Requirements :: Copy the lines starting at the one containing "--target wooden bench" and ending at the one containing "Provide the mask", reproducing each of them without any change.
══ Supplied information
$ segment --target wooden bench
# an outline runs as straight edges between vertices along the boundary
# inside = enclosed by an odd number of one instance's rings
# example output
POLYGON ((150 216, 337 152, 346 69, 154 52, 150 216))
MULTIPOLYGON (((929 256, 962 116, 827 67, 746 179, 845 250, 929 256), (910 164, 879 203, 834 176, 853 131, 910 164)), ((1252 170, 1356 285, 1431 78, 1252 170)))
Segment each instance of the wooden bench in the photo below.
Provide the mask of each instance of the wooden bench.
════
══ Supplied information
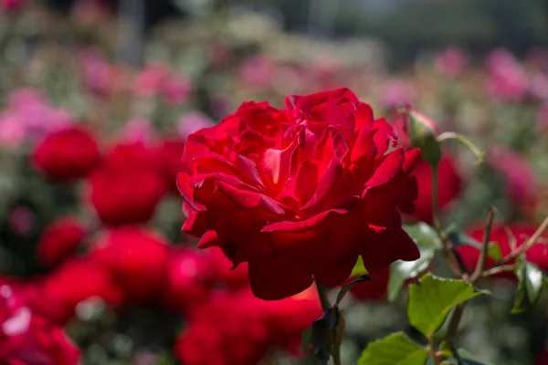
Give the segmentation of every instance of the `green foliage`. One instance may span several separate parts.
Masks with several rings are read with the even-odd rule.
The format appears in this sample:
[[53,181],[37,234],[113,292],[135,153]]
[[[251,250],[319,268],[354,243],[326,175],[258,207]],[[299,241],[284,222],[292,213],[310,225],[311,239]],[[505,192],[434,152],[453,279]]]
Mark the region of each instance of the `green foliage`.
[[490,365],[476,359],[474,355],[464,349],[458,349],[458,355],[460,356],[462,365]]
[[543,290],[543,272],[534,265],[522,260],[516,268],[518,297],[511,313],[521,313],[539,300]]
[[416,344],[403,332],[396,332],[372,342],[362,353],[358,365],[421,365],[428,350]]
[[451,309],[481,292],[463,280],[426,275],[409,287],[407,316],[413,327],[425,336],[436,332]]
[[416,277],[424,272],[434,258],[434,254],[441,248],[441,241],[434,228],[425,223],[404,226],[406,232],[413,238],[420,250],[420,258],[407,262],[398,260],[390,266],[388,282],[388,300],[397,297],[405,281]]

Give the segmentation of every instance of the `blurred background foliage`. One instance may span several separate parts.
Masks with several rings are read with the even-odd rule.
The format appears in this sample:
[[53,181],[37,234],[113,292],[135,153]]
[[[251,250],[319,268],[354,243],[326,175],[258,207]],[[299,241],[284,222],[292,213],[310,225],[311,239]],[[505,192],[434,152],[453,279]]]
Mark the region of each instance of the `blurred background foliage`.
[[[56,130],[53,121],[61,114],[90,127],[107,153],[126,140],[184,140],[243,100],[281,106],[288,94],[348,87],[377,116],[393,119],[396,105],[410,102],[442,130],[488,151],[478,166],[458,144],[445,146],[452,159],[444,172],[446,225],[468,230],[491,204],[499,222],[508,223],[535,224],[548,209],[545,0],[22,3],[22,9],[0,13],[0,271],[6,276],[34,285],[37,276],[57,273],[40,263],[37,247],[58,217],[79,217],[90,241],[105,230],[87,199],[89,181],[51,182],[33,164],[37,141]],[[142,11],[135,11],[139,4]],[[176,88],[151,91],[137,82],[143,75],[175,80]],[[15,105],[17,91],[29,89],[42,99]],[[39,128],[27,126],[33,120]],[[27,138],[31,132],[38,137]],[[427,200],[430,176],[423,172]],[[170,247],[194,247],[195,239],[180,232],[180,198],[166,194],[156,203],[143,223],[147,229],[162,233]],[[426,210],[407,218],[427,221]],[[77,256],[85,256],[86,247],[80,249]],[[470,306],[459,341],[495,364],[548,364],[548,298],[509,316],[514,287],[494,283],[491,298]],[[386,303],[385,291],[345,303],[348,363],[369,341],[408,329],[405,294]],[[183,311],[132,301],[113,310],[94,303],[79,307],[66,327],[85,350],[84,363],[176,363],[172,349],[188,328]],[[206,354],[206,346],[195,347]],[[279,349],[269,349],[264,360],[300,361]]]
════
Output below ::
$ segment --target wooden bench
# an outline runs as straight edges between vertices along the boundary
# inside = enclosed by an odd number of one instance's rings
# example output
POLYGON ((150 216, 337 152, 346 69, 154 52, 150 216))
MULTIPOLYGON (((929 256, 962 116, 827 67, 746 179, 845 250, 929 256), (910 164, 879 203, 834 176, 853 131, 910 164)), ((1252 170, 1356 285, 1431 78, 1252 170)))
Segment each instance of the wooden bench in the photo below.
Provide the mask of each instance of the wooden bench.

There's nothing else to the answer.